Required tasks:
a. From the essay on "The Lottery," extract the passage that begins with the words containing "Critical Analysis Of" and ends with "been that way.".
b. In the essay on "The Lottery," what happens to whoever gets the paper with the black dot?

Provided text:
=-=-=-=-=
Critical Analysis Of Shirley Jackson’s The Lottery
Henry S. Haskins once said, ‘Tradition is a prison with majority opinion the modern jailer.’ The quote is related to the short story, ‘The Lottery’ by Shirley Jackson because tradition is substantial and important to their community. They have been doing the lottery for years even though some people may want to break from tradition they will never break from tradition because that is what they know, and it always has been that way.
The story is based around a small community and annually they do a lottery pulling paper from a black box whoever gets the paper with the black dot on it must be stoned by everybody in the town. The theme in the Lottery displayed throughout the short story is ‘we’ do things out of habit even though it can be detrimental; the story shows great symbolisms of tradition in the use of stones as a weapon and the meaning of the black box to the town’s people. In writing the story Shirley Jackson made tradition the driving purpose. When Jackson wrote the short story, the timeframe was very significant to how the story was written.
The story was written around the time of World War II and in that time, people had a mindset of ‘if it’s not me I’m not worried about it.’ For example, The world knew concentration camps were being created by Hitler but didn’t try to do anything to stop it leading to 6 million Jews being extinguished; and the US didn’t want to get involved until the bombing of Pearl Harbor instead they wanted to be neutral until it was ‘them’ who got wounded in the fight. In comparison to the story, they [the town’s people] had the same mindset as if it’s a laissez faire, if a person in their family did not pull the paper with the black dot they enjoyed stoning the person who did. For instance, when the town realized in the final draw that Tessie was the one who ultimately drew the black dot they were all quick to get stones and stone her joyfully because they weren’t the ones in her predicament.
Equally important were the great forms of symbolisms relating to the tradition especially in the use of the stones as a murder weapon other than anything else, that could possibly be used in that time zone. The stones are used to show an act of violence because the children pile stones in the beginning and then contribute to the lottery’s end with the adults by stoning another. Stones in history have been used by group of people bonding together to murder another, meaning there isn’t one executioner. In relation to tradition, in early Christianity a community got rid of an outsider by group punishment in stoning. Another reason stones show great significance is because they were the first murder weapons used by the first humans for violent rituals.
Another way Jackson shows tradition in the lottery is through the black box. The black box is old and made of pieces from the box before it they say, and the town’s population has grown instead of drawing the original wooden chips the towns people draw paper. The black box represents the physical ties between the town’s people and their tradition. They are unwilling to let it go even though they fear the outcome. Honestly, the box itself has no meaning until the day of the lottery. For instance, ‘The black box has spent one year in Mr. Graves barn and another year underfoot in the post office…’.
=-=-=-=-=
(Data items)
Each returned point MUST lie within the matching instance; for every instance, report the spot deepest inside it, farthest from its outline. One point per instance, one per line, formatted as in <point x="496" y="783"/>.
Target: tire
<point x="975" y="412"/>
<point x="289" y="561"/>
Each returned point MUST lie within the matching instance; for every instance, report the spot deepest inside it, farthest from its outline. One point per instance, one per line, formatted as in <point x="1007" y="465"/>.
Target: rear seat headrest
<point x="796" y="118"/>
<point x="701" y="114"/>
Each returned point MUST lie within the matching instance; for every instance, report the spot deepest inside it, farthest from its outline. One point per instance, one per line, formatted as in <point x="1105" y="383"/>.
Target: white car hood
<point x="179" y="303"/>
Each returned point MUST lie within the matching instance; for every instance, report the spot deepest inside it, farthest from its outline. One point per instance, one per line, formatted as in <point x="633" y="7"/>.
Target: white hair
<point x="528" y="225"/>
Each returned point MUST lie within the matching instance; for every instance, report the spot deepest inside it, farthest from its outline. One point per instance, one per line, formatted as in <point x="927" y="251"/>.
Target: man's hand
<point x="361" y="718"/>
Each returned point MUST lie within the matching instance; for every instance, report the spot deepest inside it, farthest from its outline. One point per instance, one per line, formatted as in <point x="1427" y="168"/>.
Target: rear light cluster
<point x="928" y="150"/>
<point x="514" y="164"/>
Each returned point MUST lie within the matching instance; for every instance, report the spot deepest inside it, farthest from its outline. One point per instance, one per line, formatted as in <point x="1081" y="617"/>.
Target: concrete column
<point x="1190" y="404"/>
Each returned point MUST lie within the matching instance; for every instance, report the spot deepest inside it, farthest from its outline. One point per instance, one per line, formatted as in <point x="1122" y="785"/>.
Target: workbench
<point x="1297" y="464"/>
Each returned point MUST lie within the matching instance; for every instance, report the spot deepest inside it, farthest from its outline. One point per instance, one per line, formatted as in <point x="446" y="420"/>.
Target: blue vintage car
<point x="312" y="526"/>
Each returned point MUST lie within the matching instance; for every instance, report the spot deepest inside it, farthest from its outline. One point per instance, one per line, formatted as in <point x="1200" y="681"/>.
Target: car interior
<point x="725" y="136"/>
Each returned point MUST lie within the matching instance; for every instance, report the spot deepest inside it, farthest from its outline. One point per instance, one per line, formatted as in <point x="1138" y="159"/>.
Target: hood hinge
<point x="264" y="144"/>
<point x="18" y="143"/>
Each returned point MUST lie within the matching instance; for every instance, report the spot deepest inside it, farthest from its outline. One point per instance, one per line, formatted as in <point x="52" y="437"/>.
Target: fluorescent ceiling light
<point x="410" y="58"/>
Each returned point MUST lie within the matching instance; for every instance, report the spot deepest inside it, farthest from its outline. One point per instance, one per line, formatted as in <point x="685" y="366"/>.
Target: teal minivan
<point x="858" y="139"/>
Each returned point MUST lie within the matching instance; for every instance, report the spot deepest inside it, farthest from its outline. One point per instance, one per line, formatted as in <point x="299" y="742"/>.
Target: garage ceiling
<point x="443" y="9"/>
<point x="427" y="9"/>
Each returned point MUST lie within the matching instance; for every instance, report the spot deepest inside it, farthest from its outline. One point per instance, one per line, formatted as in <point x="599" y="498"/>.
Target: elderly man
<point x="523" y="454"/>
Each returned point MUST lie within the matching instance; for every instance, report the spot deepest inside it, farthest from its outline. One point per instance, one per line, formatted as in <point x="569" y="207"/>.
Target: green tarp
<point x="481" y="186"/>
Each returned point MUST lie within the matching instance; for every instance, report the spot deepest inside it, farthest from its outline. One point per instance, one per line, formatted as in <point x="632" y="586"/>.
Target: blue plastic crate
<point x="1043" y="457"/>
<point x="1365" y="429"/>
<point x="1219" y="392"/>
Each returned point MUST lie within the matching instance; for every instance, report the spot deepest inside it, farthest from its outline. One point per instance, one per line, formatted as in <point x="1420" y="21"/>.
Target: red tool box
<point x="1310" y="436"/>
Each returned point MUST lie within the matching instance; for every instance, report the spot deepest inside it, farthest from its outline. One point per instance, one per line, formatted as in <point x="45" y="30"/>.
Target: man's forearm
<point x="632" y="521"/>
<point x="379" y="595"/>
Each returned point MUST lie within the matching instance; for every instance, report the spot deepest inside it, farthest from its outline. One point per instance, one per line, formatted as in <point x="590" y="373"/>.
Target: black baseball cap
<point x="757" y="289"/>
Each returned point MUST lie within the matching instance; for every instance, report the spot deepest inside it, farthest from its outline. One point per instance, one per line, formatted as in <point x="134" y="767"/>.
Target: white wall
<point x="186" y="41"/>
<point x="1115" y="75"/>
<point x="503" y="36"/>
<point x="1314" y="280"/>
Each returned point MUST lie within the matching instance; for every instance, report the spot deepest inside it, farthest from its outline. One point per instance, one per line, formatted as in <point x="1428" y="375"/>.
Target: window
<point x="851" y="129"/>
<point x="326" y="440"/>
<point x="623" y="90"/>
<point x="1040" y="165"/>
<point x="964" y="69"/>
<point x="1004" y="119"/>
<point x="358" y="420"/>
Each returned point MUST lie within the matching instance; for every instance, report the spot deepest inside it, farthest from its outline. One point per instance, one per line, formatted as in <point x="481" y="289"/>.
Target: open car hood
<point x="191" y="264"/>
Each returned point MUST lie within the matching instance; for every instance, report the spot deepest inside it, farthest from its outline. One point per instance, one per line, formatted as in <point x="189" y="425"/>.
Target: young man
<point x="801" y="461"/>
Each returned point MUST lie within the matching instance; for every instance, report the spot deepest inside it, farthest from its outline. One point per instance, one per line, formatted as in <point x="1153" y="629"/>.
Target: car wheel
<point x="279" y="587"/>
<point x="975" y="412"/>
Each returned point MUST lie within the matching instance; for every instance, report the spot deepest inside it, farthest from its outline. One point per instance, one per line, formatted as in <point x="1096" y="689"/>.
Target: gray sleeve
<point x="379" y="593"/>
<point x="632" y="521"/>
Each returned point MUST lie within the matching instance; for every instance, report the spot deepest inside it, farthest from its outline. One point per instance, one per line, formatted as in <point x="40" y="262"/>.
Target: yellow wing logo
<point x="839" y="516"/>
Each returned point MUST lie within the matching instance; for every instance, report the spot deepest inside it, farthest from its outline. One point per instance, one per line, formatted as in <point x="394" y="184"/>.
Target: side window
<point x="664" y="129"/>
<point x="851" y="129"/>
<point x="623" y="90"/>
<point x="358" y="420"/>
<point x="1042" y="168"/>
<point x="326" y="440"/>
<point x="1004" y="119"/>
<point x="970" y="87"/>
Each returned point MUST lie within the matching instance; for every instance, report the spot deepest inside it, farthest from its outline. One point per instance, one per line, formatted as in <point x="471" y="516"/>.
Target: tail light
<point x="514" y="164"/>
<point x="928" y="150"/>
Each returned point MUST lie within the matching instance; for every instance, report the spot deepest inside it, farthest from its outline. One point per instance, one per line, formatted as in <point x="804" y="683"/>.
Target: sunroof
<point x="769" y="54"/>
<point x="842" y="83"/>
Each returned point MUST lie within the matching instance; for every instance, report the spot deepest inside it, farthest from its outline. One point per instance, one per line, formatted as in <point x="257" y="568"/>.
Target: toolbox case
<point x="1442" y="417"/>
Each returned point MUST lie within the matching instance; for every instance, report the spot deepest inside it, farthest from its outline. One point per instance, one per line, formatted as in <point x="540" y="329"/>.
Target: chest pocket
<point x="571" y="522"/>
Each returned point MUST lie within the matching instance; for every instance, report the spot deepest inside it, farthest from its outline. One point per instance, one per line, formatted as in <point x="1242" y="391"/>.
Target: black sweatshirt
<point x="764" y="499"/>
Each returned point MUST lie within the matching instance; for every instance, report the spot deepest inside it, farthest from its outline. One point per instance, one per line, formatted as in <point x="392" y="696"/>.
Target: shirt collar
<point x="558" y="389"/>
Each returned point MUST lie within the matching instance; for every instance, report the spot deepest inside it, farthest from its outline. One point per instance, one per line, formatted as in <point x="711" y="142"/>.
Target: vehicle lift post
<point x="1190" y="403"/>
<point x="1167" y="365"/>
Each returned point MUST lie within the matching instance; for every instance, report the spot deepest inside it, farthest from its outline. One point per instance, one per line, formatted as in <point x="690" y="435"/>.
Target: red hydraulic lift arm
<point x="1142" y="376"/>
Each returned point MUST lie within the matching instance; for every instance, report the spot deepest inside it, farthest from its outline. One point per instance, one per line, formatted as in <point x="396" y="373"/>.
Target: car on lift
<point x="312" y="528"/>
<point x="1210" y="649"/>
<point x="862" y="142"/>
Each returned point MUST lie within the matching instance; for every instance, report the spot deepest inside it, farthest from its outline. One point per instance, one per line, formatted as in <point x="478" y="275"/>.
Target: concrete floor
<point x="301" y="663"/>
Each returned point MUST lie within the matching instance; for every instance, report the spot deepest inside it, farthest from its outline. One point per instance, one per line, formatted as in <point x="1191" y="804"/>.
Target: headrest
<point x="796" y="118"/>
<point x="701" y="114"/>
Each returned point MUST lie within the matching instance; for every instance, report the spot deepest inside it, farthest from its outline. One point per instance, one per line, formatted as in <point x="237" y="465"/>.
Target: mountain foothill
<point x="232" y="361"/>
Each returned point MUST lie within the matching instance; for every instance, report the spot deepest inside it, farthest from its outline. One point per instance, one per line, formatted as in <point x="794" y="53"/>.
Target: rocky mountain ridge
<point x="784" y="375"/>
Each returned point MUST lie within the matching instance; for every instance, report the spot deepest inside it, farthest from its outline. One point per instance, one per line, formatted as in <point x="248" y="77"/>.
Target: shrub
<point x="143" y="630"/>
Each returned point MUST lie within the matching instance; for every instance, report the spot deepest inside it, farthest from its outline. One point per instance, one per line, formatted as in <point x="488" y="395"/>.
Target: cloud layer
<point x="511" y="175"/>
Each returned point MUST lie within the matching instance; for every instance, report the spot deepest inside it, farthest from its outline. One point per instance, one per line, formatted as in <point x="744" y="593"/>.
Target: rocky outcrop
=-=-=-=-=
Task responses:
a.
Critical Analysis Of Shirley Jackson’s The Lottery
Henry S. Haskins once said, ‘Tradition is a prison with majority opinion the modern jailer.’ The quote is related to the short story, ‘The Lottery’ by Shirley Jackson because tradition is substantial and important to their community. They have been doing the lottery for years even though some people may want to break from tradition they will never break from tradition because that is what they know, and it always has been that way.

b. That person must be stoned by everybody in the town.